→ **Task requirements**: Return every line in the records below that contains the string "block", copying each such line unchanged.

◆ ◆ ◆ ◆ ◆

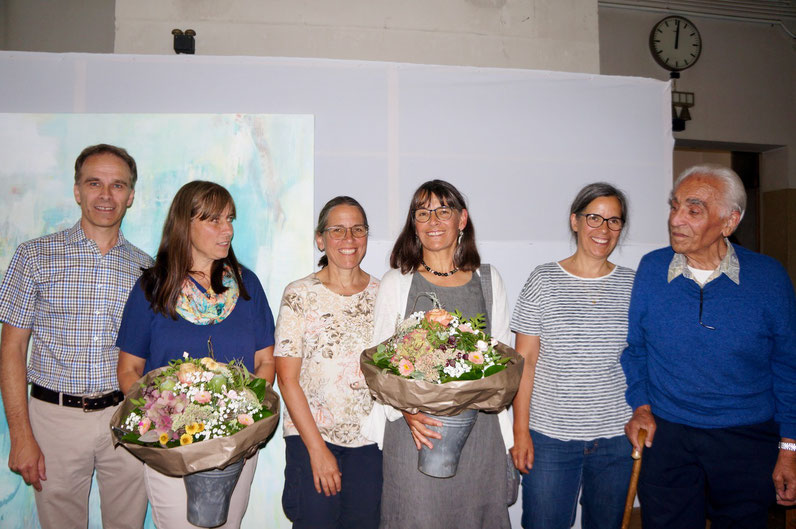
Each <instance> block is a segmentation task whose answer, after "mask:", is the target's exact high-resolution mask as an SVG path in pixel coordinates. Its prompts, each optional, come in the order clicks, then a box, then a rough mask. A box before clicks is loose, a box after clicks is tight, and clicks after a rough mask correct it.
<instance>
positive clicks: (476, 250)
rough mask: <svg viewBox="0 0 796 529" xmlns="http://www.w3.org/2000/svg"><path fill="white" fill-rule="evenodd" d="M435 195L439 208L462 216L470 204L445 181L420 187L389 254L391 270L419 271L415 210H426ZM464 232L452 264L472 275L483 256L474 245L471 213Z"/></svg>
mask: <svg viewBox="0 0 796 529" xmlns="http://www.w3.org/2000/svg"><path fill="white" fill-rule="evenodd" d="M432 196H435V197H437V200H439V203H440V205H442V206H448V207H449V208H453V209H455V210H456V211H458V212H459V213H461V212H462V210H463V209H467V203H466V202H465V200H464V197H463V196H462V194H461V193H460V192H459V190H458V189H456V188H455V187H454V186H453V184H450V183H448V182H446V181H445V180H430V181H428V182H426V183H424V184H422V185H421V186H420V187H418V188H417V191H415V194H414V195H413V196H412V202H411V203H410V204H409V212H408V213H407V214H406V223H404V227H403V229H402V230H401V233H400V235H398V239H396V241H395V245H394V246H393V248H392V254H390V267H392V268H400V269H401V273H403V274H408V273H409V272H414V271H415V270H417V268H418V267H419V266H420V261H422V260H423V246H422V245H421V244H420V239H418V238H417V234H416V232H415V210H416V209H418V208H423V207H425V206H426V205H427V204H428V203H429V201H430V200H431V197H432ZM468 213H469V212H468ZM462 231H463V232H464V233H463V234H462V240H461V242H460V243H459V245H458V246H457V247H456V253H455V254H453V264H454V265H455V266H456V267H458V268H459V269H460V270H464V271H466V272H472V271H474V270H477V269H478V267H479V266H481V256H480V255H479V254H478V248H477V247H476V245H475V228H474V227H473V222H472V216H471V215H469V214H468V215H467V224H465V226H464V230H462Z"/></svg>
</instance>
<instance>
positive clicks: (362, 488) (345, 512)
mask: <svg viewBox="0 0 796 529" xmlns="http://www.w3.org/2000/svg"><path fill="white" fill-rule="evenodd" d="M326 446H327V447H328V448H329V450H330V451H331V452H332V454H334V456H335V458H337V467H338V468H339V469H340V472H342V474H343V477H342V490H341V491H340V492H338V493H337V494H336V495H335V496H329V497H327V496H325V495H324V494H323V493H322V492H321V493H320V494H319V493H318V492H317V491H316V490H315V484H314V481H313V479H312V466H311V465H310V455H309V452H307V447H306V446H304V442H303V441H302V440H301V437H300V436H298V435H290V436H287V437H285V460H286V461H285V462H286V464H285V489H284V491H283V492H282V508H283V509H284V511H285V515H286V516H287V517H288V519H290V521H291V522H293V528H294V529H369V528H372V529H376V528H377V527H378V526H379V517H380V514H381V485H382V469H381V466H382V460H381V450H379V449H378V447H377V446H376V445H375V444H373V445H367V446H362V447H359V448H347V447H344V446H338V445H333V444H331V443H326Z"/></svg>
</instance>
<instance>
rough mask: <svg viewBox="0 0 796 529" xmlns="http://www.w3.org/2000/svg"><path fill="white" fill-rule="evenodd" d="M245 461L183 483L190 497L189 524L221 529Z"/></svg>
mask: <svg viewBox="0 0 796 529" xmlns="http://www.w3.org/2000/svg"><path fill="white" fill-rule="evenodd" d="M244 463H245V461H244V460H243V459H241V460H240V461H238V462H237V463H232V464H231V465H229V466H227V467H225V468H222V469H220V470H219V469H214V470H205V471H203V472H196V473H194V474H188V475H187V476H184V477H183V478H182V479H183V481H184V482H185V492H187V493H188V521H189V522H191V523H192V524H194V525H197V526H199V527H218V526H219V525H223V524H224V523H226V521H227V513H228V512H229V500H230V498H232V491H234V490H235V485H237V483H238V478H239V477H240V473H241V471H242V470H243V464H244Z"/></svg>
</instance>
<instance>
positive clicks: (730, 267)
mask: <svg viewBox="0 0 796 529" xmlns="http://www.w3.org/2000/svg"><path fill="white" fill-rule="evenodd" d="M724 244H725V245H727V253H726V254H724V259H722V260H721V262H720V263H719V266H718V267H716V269H715V270H714V271H713V273H712V274H710V276H709V277H708V278H707V280H706V281H705V284H706V285H707V284H708V283H710V282H711V281H713V280H714V279H716V278H717V277H719V276H720V275H721V274H724V275H726V276H727V277H728V278H730V280H732V282H733V283H735V284H736V285H740V284H741V264H740V263H739V262H738V256H737V255H736V253H735V248H733V247H732V244H731V243H730V241H729V240H728V239H727V238H726V237H725V238H724ZM680 275H682V276H683V277H685V278H687V279H691V280H693V281H696V282H697V283H698V281H697V280H696V278H695V277H694V274H692V273H691V270H689V269H688V261H687V260H686V257H685V255H683V254H681V253H675V254H674V257H672V260H671V262H670V263H669V273H668V277H667V282H668V283H671V282H672V280H674V278H676V277H677V276H680Z"/></svg>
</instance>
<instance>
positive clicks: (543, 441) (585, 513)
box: [522, 430, 646, 529]
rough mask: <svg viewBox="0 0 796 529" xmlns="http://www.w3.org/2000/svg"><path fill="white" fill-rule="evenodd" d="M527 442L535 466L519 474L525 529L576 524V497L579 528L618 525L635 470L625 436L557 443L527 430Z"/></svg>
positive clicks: (522, 519) (533, 465)
mask: <svg viewBox="0 0 796 529" xmlns="http://www.w3.org/2000/svg"><path fill="white" fill-rule="evenodd" d="M531 439H532V440H533V449H534V463H533V468H532V469H531V470H530V472H528V474H524V475H523V476H522V526H523V527H524V528H526V529H569V528H570V527H572V524H573V523H574V522H575V511H576V510H577V505H578V495H580V503H581V505H582V507H583V511H582V517H581V527H583V529H602V528H610V529H613V528H618V527H619V526H620V525H621V524H622V512H623V510H624V506H625V498H626V497H627V487H628V484H629V483H630V472H631V470H632V469H633V460H632V459H631V457H630V454H631V452H632V450H633V449H632V447H631V446H630V443H629V442H628V441H627V438H626V437H625V436H618V437H611V438H600V439H593V440H591V441H560V440H558V439H554V438H552V437H548V436H546V435H543V434H541V433H539V432H536V431H534V430H531ZM581 491H582V493H581ZM645 529H646V527H645Z"/></svg>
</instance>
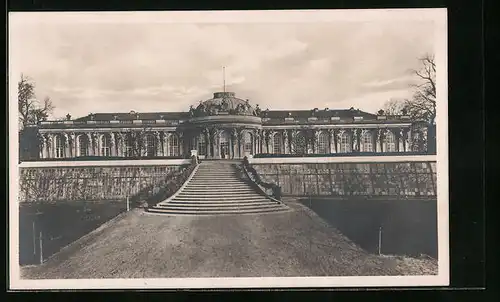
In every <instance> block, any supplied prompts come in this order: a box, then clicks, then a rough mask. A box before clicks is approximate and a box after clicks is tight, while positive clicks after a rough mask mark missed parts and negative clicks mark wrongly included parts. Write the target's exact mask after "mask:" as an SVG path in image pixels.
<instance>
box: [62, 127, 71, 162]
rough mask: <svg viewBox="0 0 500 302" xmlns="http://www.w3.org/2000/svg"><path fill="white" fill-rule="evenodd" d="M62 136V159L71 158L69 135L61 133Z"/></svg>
mask: <svg viewBox="0 0 500 302" xmlns="http://www.w3.org/2000/svg"><path fill="white" fill-rule="evenodd" d="M63 136H64V156H63V157H66V158H67V157H71V154H70V150H71V149H70V141H69V135H68V133H66V132H65V133H63Z"/></svg>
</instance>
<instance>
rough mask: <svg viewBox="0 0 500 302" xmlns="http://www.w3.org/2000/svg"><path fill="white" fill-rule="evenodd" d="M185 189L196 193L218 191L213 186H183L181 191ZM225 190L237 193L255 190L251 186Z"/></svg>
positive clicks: (248, 191)
mask: <svg viewBox="0 0 500 302" xmlns="http://www.w3.org/2000/svg"><path fill="white" fill-rule="evenodd" d="M187 191H190V192H197V193H203V192H207V193H217V192H220V190H214V189H213V188H194V187H189V186H186V187H184V189H183V190H182V192H187ZM227 191H230V192H238V193H243V192H255V190H254V189H253V188H252V187H241V188H228V189H227Z"/></svg>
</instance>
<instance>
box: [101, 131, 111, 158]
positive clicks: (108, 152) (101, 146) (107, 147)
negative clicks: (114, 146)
mask: <svg viewBox="0 0 500 302" xmlns="http://www.w3.org/2000/svg"><path fill="white" fill-rule="evenodd" d="M110 155H111V148H110V142H109V135H108V134H103V135H102V136H101V156H110Z"/></svg>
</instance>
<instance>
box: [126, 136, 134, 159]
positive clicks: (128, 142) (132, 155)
mask: <svg viewBox="0 0 500 302" xmlns="http://www.w3.org/2000/svg"><path fill="white" fill-rule="evenodd" d="M124 151H125V154H124V155H125V157H132V156H134V137H133V136H132V134H130V133H127V135H126V136H125V150H124Z"/></svg>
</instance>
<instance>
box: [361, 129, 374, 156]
mask: <svg viewBox="0 0 500 302" xmlns="http://www.w3.org/2000/svg"><path fill="white" fill-rule="evenodd" d="M361 142H362V145H363V152H373V142H372V133H371V132H369V131H367V132H364V133H363V136H362V137H361Z"/></svg>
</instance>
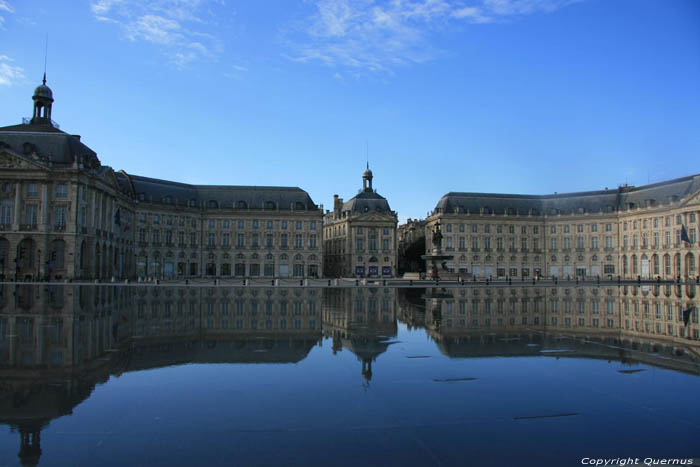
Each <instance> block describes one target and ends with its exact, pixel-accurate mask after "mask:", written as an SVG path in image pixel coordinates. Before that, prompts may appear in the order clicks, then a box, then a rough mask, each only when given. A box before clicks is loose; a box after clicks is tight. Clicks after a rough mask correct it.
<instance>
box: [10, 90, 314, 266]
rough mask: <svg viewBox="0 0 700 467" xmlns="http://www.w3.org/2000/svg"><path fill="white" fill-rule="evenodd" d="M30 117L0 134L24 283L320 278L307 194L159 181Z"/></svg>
mask: <svg viewBox="0 0 700 467" xmlns="http://www.w3.org/2000/svg"><path fill="white" fill-rule="evenodd" d="M33 100H34V114H33V118H32V119H31V120H30V121H29V122H28V123H25V124H21V125H13V126H8V127H3V128H0V274H2V275H4V277H15V276H19V277H21V278H25V277H27V276H30V277H34V278H36V277H44V276H48V275H50V276H51V277H56V278H67V277H70V278H110V277H113V276H114V277H117V278H125V277H127V278H128V277H135V276H137V275H138V276H139V277H145V276H151V277H158V278H162V277H165V278H187V277H201V276H211V277H230V276H238V277H258V276H264V277H273V276H274V277H287V276H294V277H302V276H312V277H315V276H318V277H320V276H321V275H322V274H323V271H322V269H321V266H322V258H321V255H322V253H321V246H320V245H321V234H322V232H321V222H322V210H321V209H320V208H319V207H318V206H316V205H315V204H314V203H313V201H312V200H311V198H310V197H309V195H308V194H307V193H306V192H305V191H303V190H301V189H300V188H291V187H250V186H209V185H188V184H184V183H176V182H169V181H165V180H156V179H151V178H146V177H140V176H136V175H130V174H127V173H126V172H124V171H119V172H115V171H114V170H113V169H111V168H110V167H107V166H103V165H101V163H100V161H99V159H98V158H97V155H96V154H95V152H94V151H92V150H91V149H90V148H88V147H87V146H85V145H84V144H83V143H82V142H81V141H80V136H77V135H70V134H67V133H65V132H63V131H61V130H60V129H59V128H58V126H57V125H56V124H55V123H53V121H52V120H51V111H52V105H53V93H52V91H51V89H49V87H48V86H46V84H45V82H44V84H42V85H41V86H39V87H37V88H36V90H35V92H34V97H33Z"/></svg>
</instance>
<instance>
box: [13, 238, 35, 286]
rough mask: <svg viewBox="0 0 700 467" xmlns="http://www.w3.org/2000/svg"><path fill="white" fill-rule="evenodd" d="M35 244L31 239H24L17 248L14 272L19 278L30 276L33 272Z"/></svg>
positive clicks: (18, 245)
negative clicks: (16, 263) (15, 264)
mask: <svg viewBox="0 0 700 467" xmlns="http://www.w3.org/2000/svg"><path fill="white" fill-rule="evenodd" d="M35 247H36V243H35V242H34V240H32V239H31V238H25V239H24V240H22V241H21V242H19V245H18V246H17V257H16V260H17V266H16V272H17V275H18V276H19V277H24V276H26V275H29V274H32V273H33V272H34V262H35V258H34V249H35Z"/></svg>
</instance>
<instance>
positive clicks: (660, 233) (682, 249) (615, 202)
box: [426, 175, 700, 279]
mask: <svg viewBox="0 0 700 467" xmlns="http://www.w3.org/2000/svg"><path fill="white" fill-rule="evenodd" d="M699 219H700V175H692V176H688V177H683V178H678V179H674V180H669V181H665V182H660V183H654V184H650V185H645V186H640V187H633V186H620V187H619V188H617V189H612V190H609V189H606V190H601V191H589V192H580V193H564V194H553V195H542V196H539V195H513V194H491V193H447V194H446V195H445V196H443V197H442V199H441V200H440V201H439V202H438V204H437V206H436V207H435V209H434V210H433V211H432V213H431V215H430V216H429V217H428V219H427V223H426V233H428V234H430V232H432V231H433V229H435V226H436V224H438V223H439V224H440V226H441V231H442V234H443V239H442V249H443V250H444V251H445V252H447V254H453V255H454V260H453V261H451V262H448V263H447V264H446V267H447V268H449V269H450V270H453V271H459V272H462V273H464V274H466V275H469V274H471V275H474V276H478V277H489V276H491V277H505V276H510V277H517V278H521V277H524V278H527V277H533V276H557V277H567V276H568V277H574V276H579V277H584V276H603V277H605V276H609V275H612V276H617V275H620V276H622V277H625V278H636V277H638V276H640V277H642V278H656V277H660V278H662V279H677V278H678V277H679V276H680V277H682V278H695V277H697V274H698V270H697V260H698V255H699V254H700V249H699V248H698V243H697V232H698V221H699ZM682 228H685V230H686V232H687V235H688V239H689V240H690V242H687V241H682V240H681V229H682Z"/></svg>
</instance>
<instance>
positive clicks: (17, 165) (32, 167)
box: [0, 147, 47, 170]
mask: <svg viewBox="0 0 700 467" xmlns="http://www.w3.org/2000/svg"><path fill="white" fill-rule="evenodd" d="M46 168H47V167H46V166H45V165H43V164H40V163H38V162H36V161H33V160H31V159H29V158H27V157H25V156H22V155H19V154H17V153H15V152H12V151H10V150H9V149H7V148H1V147H0V169H42V170H46Z"/></svg>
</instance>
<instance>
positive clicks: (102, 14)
mask: <svg viewBox="0 0 700 467" xmlns="http://www.w3.org/2000/svg"><path fill="white" fill-rule="evenodd" d="M0 1H2V0H0ZM216 3H220V0H150V1H141V0H93V2H92V3H91V5H90V10H91V11H92V13H93V15H94V16H95V19H97V20H98V21H101V22H105V23H113V24H118V25H119V26H120V27H121V28H122V31H123V33H124V37H125V38H126V39H128V40H130V41H132V42H141V41H143V42H147V43H151V44H154V45H157V46H160V47H161V49H162V50H163V52H164V53H165V55H167V56H168V58H169V59H170V61H171V62H172V63H173V64H174V65H175V66H177V67H186V66H187V65H189V64H190V63H192V62H195V61H197V60H200V59H202V58H209V59H213V58H215V57H216V56H217V55H218V53H220V51H221V41H220V40H218V39H217V38H216V37H215V36H213V35H211V34H209V33H205V32H203V31H199V29H202V28H204V27H206V26H208V25H209V24H210V23H209V22H210V20H212V18H213V13H212V12H211V11H210V10H209V6H210V5H211V4H216Z"/></svg>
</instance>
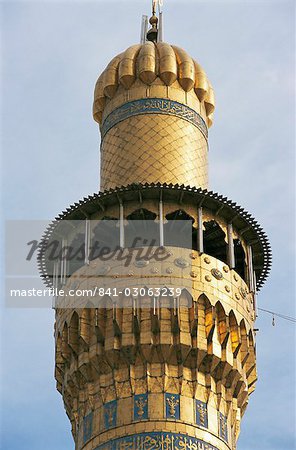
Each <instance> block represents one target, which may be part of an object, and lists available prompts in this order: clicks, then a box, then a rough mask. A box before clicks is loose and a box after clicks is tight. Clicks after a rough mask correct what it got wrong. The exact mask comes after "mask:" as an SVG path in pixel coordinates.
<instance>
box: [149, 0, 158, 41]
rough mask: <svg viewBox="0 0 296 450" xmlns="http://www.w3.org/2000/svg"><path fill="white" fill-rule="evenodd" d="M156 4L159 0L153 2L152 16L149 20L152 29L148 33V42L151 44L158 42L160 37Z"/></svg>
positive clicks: (152, 6)
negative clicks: (157, 40)
mask: <svg viewBox="0 0 296 450" xmlns="http://www.w3.org/2000/svg"><path fill="white" fill-rule="evenodd" d="M156 4H157V0H152V16H151V17H150V19H149V23H150V25H151V28H150V30H148V32H147V40H148V41H151V42H157V36H158V27H157V25H158V17H157V16H156Z"/></svg>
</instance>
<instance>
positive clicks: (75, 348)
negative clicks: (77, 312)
mask: <svg viewBox="0 0 296 450" xmlns="http://www.w3.org/2000/svg"><path fill="white" fill-rule="evenodd" d="M78 333H79V316H78V314H77V312H74V313H73V315H72V318H71V321H70V326H69V345H70V347H71V349H72V350H73V352H74V353H75V354H78V350H79V334H78Z"/></svg>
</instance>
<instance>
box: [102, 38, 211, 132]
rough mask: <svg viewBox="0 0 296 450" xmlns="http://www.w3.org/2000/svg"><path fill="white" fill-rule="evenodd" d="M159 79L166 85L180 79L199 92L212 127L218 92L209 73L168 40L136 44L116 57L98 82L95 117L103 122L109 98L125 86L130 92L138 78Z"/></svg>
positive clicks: (172, 84)
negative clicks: (215, 90) (102, 119)
mask: <svg viewBox="0 0 296 450" xmlns="http://www.w3.org/2000/svg"><path fill="white" fill-rule="evenodd" d="M157 79H160V80H161V82H162V83H163V84H164V85H166V86H171V85H173V83H176V82H178V83H179V85H180V87H181V89H183V90H184V91H185V92H189V91H190V92H193V93H195V95H196V97H197V98H198V100H199V101H200V102H201V103H204V108H205V113H206V116H207V124H208V126H210V125H211V124H212V116H213V111H214V109H215V106H214V105H215V101H214V92H213V88H212V86H211V84H210V82H209V80H208V78H207V75H206V73H205V72H204V70H203V69H202V67H201V66H200V65H199V64H198V63H197V62H196V61H195V60H194V59H192V58H191V57H190V56H189V55H188V53H187V52H186V51H185V50H183V49H181V48H179V47H176V46H174V45H170V44H167V43H164V42H158V43H153V42H145V43H144V44H137V45H133V46H131V47H129V48H128V49H127V50H125V51H124V52H123V53H120V54H119V55H118V56H115V58H113V59H112V61H111V62H110V63H109V64H108V66H107V67H106V69H105V70H104V72H103V73H102V74H101V76H100V77H99V79H98V81H97V83H96V87H95V94H94V107H93V115H94V119H95V120H96V121H97V122H98V123H99V124H101V122H102V115H103V112H104V109H105V106H106V104H107V102H108V100H109V99H112V98H113V97H114V96H115V94H116V92H117V90H118V89H119V88H120V87H121V86H122V87H123V88H124V90H127V91H128V90H129V89H130V88H132V85H133V84H134V83H135V82H136V81H137V80H140V81H141V82H142V83H144V84H146V85H148V86H150V85H152V84H153V83H154V82H156V80H157Z"/></svg>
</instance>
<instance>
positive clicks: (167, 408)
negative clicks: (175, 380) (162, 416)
mask: <svg viewBox="0 0 296 450" xmlns="http://www.w3.org/2000/svg"><path fill="white" fill-rule="evenodd" d="M165 412H166V418H167V419H176V420H179V419H180V396H179V395H178V394H165Z"/></svg>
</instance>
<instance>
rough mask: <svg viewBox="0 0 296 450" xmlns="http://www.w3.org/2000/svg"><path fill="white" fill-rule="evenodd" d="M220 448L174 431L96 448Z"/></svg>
mask: <svg viewBox="0 0 296 450" xmlns="http://www.w3.org/2000/svg"><path fill="white" fill-rule="evenodd" d="M122 449H129V450H139V449H142V450H146V449H147V450H148V449H151V450H152V449H163V450H193V449H196V450H197V449H198V450H218V448H217V447H214V446H213V445H211V444H209V443H207V442H204V441H202V440H200V439H197V438H193V437H189V436H186V435H182V434H174V433H141V434H134V435H132V436H126V437H124V438H119V439H114V440H113V441H109V442H107V443H105V444H101V445H99V446H98V447H96V449H95V450H122Z"/></svg>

◆ ◆ ◆ ◆ ◆

→ **Problem solution**:
Each <instance> block is a segmentation task whose answer, after "mask:", is the target's exact high-resolution mask as an SVG path in pixel coordinates. Its prompts, each optional, come in the order clicks, then a box, then a rough mask. A box before clicks is loose, a box after clicks is tight, and clicks after a rough mask correct it.
In every <instance> block, any supplied prompts come in this order: a box, then clicks, then a rough mask. A box before clicks is approximate and a box after clicks is tight, while positive clicks after a rough mask mark missed parts and negative clicks mark wrongly included parts. Write the target's exact mask after "mask:" as an SVG path in image pixels.
Each <instance> block describes one target and ends with its exact, pixel-accurate mask after "mask:", written as an SVG path in image pixel coordinates. Before that, prompts may appear in the order clicks, then a box, then a rough mask, each only when given. A box before clicks is loose; a box after clicks is tight. Clicks after a rough mask correct it.
Each <instance> block represents one target, which may be part of an object, and lists available prompts in this order: clicks, then a box, then a rough mask. A box before clicks is loose and a box after clicks is tight. Clicks after a rough mask correct what it got wrong. The exact mask comes after "mask:" as an SVG path in pixel coordinates.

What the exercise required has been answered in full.